Redimensione as coordenadas das respostas nas linhas que vão do início dos registros até a linha que contém "[[40, 846]]", ambas incluídas, reproduzindo essas linhas com as solicitações e multiplicando por 1,1 apenas cada coordenada das respostas, com arredondamento para números inteiros e metades para cima. Omita as imagens na resposta.

REGISTROS:
------------

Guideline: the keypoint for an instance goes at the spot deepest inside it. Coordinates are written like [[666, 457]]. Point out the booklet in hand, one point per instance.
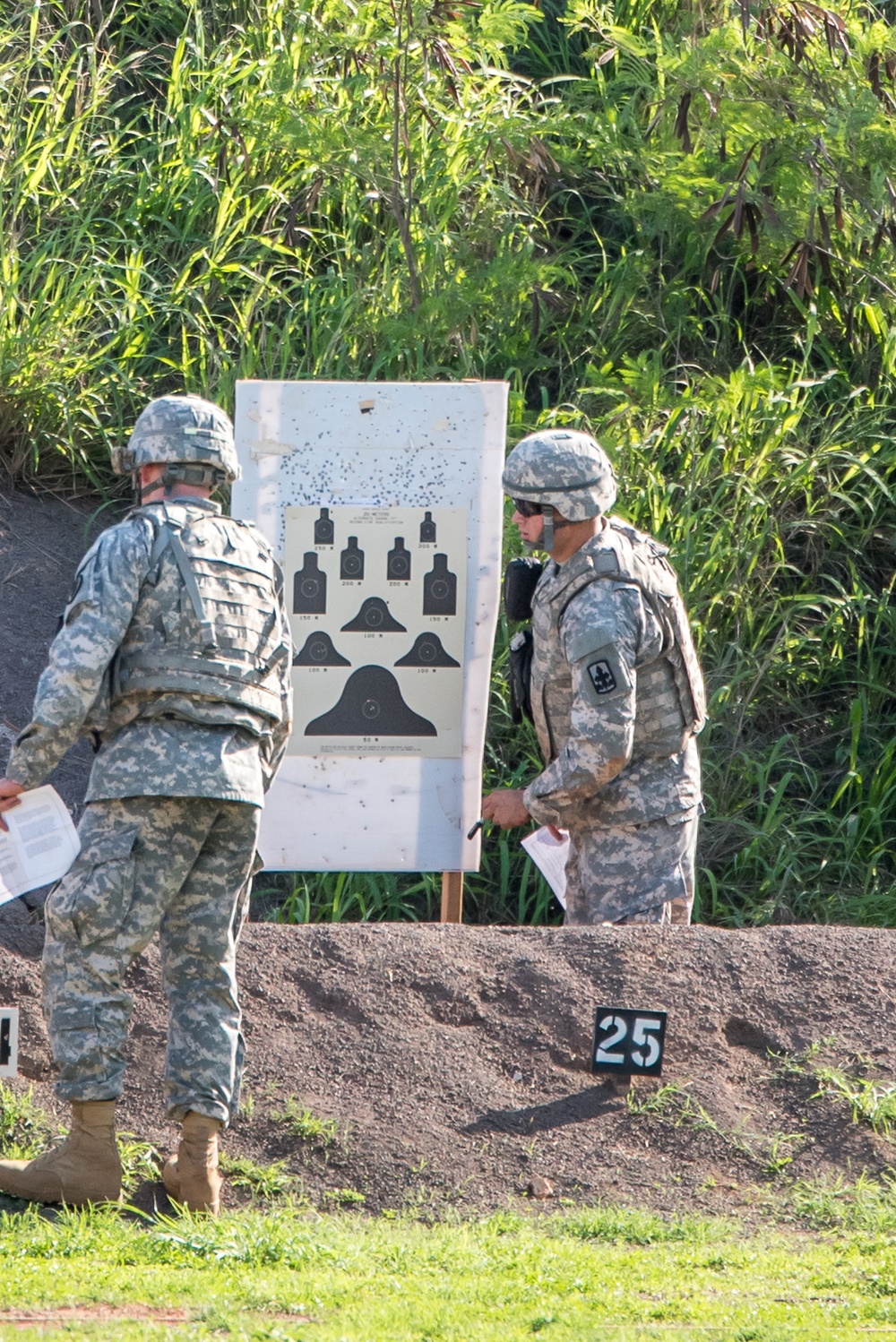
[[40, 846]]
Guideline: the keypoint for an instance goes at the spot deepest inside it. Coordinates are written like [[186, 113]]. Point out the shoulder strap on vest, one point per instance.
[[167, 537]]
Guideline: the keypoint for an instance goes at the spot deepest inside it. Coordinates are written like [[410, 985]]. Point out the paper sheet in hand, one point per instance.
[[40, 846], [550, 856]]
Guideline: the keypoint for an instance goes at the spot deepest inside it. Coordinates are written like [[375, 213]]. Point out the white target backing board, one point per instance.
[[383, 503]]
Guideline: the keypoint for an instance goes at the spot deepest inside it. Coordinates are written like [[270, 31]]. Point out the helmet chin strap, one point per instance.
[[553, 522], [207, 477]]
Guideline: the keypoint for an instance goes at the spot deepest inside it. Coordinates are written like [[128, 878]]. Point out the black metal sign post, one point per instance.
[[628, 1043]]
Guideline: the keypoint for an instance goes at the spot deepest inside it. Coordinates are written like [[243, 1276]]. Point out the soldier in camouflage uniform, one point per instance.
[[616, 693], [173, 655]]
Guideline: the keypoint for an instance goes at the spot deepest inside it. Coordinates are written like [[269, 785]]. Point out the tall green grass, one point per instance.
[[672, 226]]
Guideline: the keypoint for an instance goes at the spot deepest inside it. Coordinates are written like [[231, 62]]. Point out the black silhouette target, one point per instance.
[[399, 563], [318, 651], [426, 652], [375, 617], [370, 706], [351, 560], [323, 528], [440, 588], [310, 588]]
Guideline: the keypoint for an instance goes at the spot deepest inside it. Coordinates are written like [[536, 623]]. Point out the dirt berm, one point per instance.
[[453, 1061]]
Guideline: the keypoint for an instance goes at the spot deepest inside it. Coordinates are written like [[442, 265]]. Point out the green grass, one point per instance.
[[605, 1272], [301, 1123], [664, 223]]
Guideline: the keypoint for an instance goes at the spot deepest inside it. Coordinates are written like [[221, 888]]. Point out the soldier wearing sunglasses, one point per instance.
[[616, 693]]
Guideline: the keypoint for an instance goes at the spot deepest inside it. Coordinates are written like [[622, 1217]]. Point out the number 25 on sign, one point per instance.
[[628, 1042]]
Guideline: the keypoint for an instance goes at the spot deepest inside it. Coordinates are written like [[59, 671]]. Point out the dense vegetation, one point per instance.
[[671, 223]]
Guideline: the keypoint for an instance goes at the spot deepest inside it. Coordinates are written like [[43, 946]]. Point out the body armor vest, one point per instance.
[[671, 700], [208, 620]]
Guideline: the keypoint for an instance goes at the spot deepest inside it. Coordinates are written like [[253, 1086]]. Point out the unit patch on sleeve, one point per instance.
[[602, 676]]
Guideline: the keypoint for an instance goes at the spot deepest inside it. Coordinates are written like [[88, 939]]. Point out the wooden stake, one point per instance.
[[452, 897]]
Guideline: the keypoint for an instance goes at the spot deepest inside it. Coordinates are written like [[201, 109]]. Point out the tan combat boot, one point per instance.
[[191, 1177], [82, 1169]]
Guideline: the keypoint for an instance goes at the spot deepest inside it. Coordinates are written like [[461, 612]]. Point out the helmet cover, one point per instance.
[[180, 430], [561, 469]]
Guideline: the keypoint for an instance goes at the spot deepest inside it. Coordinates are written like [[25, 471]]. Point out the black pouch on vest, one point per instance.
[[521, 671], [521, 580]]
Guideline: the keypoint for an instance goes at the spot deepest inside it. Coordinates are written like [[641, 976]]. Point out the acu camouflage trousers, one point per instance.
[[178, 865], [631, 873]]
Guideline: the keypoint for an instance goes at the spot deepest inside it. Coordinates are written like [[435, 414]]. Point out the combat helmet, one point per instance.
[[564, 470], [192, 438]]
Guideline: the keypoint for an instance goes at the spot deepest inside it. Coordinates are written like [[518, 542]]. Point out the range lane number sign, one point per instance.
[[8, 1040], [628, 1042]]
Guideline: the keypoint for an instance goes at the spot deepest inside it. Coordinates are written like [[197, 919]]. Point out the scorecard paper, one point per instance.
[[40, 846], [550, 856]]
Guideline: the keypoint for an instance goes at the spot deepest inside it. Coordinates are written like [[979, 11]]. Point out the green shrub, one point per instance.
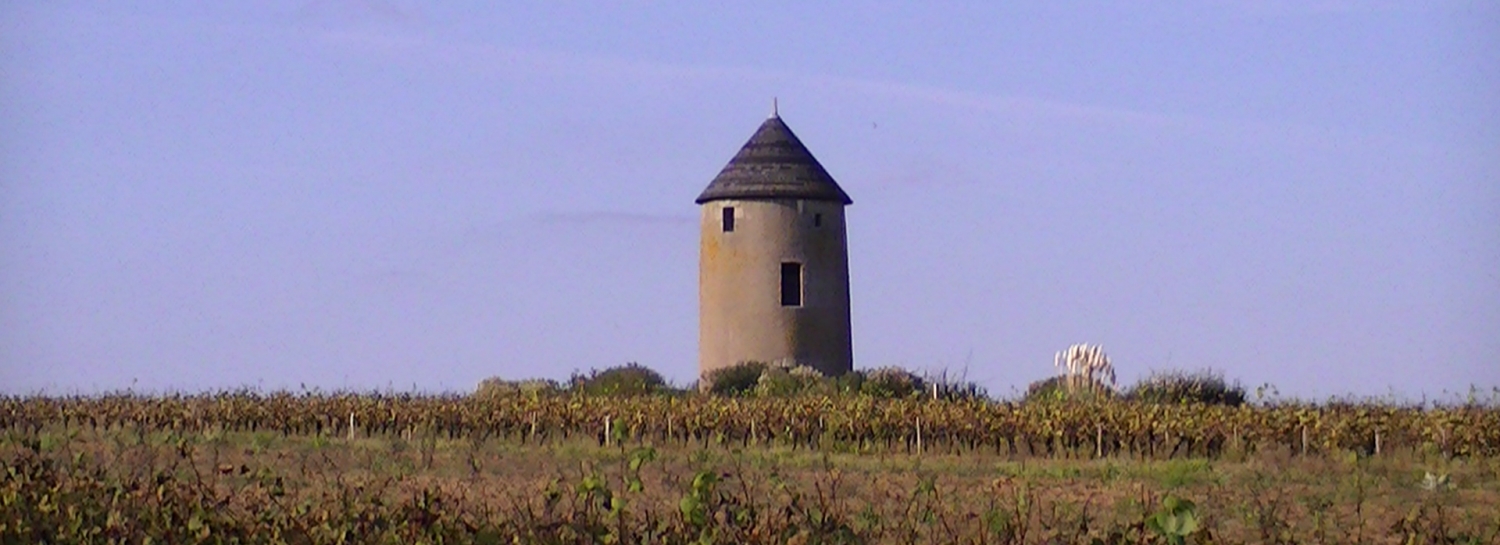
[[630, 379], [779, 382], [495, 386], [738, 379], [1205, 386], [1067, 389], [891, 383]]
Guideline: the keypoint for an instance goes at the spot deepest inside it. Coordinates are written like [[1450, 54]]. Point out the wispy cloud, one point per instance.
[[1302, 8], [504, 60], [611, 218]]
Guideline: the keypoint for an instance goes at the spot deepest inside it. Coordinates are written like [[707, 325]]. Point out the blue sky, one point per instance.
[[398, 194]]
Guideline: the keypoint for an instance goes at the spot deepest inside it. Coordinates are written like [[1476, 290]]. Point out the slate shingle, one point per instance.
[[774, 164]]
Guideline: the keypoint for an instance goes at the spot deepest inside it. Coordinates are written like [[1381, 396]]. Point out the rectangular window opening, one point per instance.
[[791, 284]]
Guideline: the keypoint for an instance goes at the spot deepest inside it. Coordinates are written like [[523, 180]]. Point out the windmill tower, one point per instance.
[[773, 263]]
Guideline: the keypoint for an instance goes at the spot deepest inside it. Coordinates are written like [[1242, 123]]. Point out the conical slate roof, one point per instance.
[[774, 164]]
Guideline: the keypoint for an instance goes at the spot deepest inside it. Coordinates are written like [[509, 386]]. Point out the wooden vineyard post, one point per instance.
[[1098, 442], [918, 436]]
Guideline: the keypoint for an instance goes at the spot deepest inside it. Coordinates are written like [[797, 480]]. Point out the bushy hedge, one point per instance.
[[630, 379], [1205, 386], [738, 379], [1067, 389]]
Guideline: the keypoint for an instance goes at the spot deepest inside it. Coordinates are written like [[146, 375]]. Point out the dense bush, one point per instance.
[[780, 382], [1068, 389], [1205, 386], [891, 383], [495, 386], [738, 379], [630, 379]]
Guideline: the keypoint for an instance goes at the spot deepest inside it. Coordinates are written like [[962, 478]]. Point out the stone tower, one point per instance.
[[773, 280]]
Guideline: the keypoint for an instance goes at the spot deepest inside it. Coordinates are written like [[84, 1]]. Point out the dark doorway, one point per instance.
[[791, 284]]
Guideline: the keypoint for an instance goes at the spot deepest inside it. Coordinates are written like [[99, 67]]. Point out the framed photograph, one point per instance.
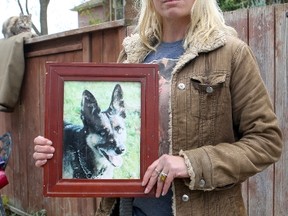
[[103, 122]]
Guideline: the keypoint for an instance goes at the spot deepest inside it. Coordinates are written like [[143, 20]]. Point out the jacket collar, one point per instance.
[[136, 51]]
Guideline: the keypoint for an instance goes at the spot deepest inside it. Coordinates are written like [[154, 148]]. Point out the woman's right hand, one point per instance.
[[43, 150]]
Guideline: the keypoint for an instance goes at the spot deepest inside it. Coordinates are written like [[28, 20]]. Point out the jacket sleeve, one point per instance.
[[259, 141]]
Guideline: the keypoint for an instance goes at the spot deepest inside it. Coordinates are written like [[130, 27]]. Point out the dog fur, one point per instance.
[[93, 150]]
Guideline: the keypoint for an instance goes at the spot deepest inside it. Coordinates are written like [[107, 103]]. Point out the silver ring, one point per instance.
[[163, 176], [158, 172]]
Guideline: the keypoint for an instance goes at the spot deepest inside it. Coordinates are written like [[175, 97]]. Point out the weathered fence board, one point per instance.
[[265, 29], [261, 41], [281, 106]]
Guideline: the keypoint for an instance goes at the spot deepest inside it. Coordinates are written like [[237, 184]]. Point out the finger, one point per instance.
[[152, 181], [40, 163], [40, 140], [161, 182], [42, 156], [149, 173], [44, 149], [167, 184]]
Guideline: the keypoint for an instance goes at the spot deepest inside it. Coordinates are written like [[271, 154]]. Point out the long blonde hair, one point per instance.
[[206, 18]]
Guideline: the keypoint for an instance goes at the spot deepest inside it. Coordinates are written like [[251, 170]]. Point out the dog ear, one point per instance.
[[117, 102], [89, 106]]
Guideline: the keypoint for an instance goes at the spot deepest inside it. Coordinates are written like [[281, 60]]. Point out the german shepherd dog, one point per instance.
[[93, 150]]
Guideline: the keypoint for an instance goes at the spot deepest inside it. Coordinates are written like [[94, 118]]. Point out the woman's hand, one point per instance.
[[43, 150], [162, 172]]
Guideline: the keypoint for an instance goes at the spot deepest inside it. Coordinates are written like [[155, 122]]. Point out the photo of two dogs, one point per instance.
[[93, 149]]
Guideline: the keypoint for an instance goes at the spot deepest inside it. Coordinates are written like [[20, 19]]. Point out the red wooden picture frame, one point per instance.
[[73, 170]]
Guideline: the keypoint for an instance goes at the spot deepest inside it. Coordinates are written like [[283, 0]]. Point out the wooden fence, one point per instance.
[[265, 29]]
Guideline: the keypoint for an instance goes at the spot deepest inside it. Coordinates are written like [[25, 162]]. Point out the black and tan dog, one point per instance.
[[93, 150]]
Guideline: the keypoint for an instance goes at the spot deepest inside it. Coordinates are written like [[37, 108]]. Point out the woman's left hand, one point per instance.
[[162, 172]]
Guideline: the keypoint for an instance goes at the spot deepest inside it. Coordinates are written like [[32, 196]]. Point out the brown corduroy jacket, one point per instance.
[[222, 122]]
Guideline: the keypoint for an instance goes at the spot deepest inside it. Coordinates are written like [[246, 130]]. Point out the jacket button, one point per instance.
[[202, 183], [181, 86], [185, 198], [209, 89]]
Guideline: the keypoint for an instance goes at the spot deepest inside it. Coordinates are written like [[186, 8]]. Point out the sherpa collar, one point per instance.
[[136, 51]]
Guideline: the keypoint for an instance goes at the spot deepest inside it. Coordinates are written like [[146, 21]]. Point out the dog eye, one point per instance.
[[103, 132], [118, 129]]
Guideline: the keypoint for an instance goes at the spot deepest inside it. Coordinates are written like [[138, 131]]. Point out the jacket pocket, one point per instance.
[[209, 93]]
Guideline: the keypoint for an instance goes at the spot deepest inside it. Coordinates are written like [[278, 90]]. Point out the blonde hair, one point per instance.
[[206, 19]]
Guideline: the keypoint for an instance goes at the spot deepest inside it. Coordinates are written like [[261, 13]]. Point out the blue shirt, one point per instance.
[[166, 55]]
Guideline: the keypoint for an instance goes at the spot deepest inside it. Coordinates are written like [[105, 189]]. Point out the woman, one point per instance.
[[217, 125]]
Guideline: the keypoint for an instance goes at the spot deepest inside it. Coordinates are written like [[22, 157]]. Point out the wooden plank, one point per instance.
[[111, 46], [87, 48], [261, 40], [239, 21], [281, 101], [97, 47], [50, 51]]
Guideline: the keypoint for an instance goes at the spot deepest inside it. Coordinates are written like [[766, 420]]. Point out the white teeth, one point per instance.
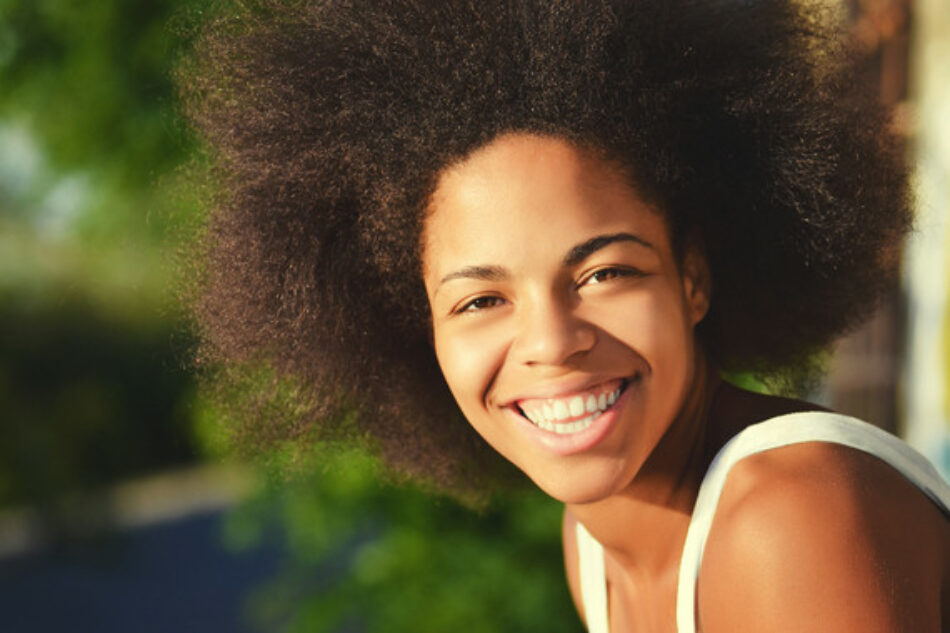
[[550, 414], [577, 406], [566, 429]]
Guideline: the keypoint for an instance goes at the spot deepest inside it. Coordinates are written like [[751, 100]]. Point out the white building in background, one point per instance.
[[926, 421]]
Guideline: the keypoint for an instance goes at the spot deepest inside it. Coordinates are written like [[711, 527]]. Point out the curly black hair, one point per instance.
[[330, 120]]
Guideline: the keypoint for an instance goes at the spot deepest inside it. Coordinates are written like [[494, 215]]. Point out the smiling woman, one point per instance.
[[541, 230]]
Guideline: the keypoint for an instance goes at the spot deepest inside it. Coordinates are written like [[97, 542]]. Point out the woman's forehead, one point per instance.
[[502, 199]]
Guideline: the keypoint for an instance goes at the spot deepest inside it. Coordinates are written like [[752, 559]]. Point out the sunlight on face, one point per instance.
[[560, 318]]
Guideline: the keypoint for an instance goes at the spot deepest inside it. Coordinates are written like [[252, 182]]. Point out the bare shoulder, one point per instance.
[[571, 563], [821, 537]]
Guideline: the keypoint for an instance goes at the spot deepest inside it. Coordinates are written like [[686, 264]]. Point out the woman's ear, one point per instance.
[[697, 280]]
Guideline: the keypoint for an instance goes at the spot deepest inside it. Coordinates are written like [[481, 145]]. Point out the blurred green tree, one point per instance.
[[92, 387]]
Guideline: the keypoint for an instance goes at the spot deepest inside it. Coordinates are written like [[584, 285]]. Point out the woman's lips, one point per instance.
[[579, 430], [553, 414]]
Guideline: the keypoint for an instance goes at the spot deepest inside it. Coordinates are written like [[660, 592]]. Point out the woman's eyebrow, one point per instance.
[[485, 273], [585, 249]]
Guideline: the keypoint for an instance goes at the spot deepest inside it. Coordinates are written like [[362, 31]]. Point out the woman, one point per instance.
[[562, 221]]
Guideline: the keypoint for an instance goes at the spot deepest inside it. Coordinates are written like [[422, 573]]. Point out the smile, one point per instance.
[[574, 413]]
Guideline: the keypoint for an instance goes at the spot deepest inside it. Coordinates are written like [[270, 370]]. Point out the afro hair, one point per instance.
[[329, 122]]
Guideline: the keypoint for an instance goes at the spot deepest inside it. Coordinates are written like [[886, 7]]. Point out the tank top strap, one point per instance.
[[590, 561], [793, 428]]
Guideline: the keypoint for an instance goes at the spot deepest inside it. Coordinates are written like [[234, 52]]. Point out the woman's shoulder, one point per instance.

------------

EXERCÍCIO RESOLVIDO:
Guideline: the keypoint for an instance goes at the spot deepest inside it. Coordinates are written like [[666, 457]]. Point out the booklet in hand, one point per instance.
[[44, 931]]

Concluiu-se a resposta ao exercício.